Point labels for objects
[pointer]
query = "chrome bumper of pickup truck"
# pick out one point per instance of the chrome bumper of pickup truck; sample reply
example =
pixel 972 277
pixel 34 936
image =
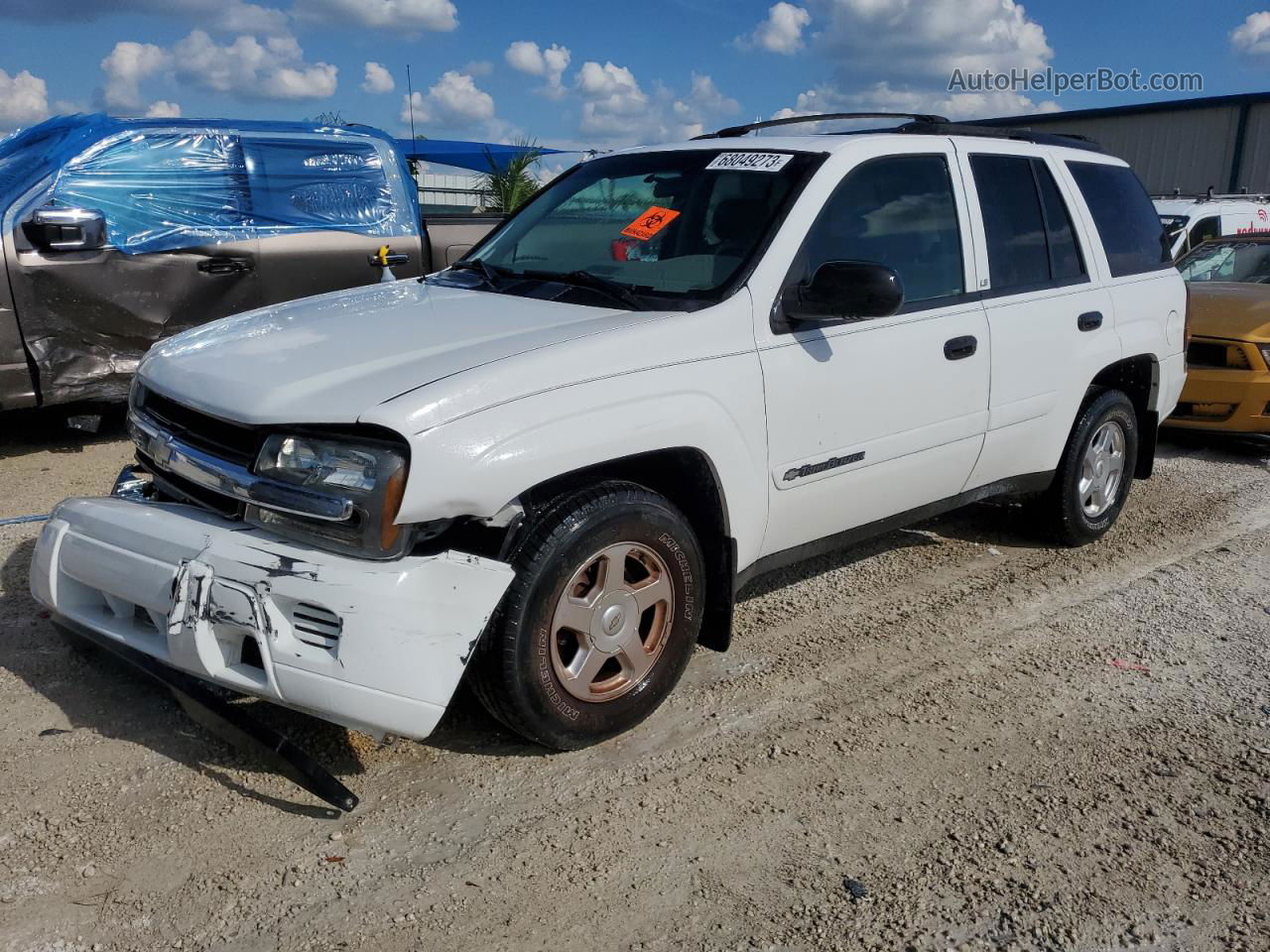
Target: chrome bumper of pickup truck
pixel 377 647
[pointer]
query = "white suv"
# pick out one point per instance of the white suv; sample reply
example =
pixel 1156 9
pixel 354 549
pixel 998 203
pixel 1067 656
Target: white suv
pixel 553 465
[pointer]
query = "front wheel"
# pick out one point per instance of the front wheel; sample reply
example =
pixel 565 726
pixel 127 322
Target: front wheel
pixel 599 621
pixel 1096 470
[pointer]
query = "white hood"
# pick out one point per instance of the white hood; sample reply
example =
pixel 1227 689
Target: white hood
pixel 330 358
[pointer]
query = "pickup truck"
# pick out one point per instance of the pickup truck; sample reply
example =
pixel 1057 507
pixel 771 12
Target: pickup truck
pixel 552 466
pixel 118 232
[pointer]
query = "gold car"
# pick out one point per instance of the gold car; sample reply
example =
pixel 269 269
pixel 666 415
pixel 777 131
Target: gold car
pixel 1228 358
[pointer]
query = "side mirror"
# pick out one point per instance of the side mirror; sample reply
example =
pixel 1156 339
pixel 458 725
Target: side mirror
pixel 58 229
pixel 844 291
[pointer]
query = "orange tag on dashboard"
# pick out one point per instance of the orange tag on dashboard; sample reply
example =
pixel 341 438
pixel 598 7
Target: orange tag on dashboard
pixel 651 222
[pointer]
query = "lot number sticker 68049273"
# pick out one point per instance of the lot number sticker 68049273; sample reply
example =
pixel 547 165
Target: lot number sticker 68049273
pixel 749 162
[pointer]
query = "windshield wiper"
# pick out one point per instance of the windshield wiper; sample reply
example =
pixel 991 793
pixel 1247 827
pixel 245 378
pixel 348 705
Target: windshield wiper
pixel 585 280
pixel 480 267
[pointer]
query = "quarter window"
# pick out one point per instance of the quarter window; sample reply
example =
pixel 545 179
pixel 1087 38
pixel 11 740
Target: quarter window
pixel 898 211
pixel 1124 216
pixel 1065 254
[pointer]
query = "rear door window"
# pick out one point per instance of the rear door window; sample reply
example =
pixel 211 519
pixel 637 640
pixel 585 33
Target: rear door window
pixel 317 184
pixel 1124 216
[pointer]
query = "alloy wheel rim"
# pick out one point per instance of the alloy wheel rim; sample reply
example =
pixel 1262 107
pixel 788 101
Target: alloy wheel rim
pixel 1101 470
pixel 611 622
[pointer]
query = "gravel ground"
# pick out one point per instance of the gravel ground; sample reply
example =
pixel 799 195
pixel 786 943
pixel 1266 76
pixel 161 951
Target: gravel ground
pixel 952 738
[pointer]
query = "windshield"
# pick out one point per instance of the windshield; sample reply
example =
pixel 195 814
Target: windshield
pixel 681 223
pixel 1242 262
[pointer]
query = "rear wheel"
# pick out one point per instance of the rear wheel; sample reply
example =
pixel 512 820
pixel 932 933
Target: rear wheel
pixel 1095 472
pixel 599 621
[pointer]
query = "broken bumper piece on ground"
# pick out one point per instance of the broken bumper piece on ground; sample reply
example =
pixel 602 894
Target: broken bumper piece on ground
pixel 376 647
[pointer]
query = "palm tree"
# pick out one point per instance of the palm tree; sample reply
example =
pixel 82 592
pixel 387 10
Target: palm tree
pixel 504 189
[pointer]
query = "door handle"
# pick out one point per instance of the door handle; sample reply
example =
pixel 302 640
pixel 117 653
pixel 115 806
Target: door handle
pixel 960 348
pixel 225 266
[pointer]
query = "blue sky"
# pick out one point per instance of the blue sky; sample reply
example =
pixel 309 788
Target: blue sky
pixel 593 75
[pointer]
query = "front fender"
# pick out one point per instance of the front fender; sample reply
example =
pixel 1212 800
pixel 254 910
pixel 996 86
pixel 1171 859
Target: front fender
pixel 475 465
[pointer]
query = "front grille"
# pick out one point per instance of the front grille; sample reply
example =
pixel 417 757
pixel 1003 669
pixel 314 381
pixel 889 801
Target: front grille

▶ _WHAT IS REQUIRED_:
Copy the records word for word, starting at their first line and going on through the line that contains "pixel 553 465", with both ends included. Leave the pictures out of your copy.

▶ _TASK SOLUTION_:
[pointer]
query = "chrome bumper of pickup truck"
# pick out one point per instance of the chrome bumper of pickup truck; sample reply
example =
pixel 972 277
pixel 34 936
image =
Target: chrome bumper of pickup truck
pixel 377 647
[pointer]
query = "white suv"
# pick out one point per instance of the white suv; sample reply
example =
pixel 1156 9
pixel 354 549
pixel 998 203
pixel 1067 656
Target: white suv
pixel 553 465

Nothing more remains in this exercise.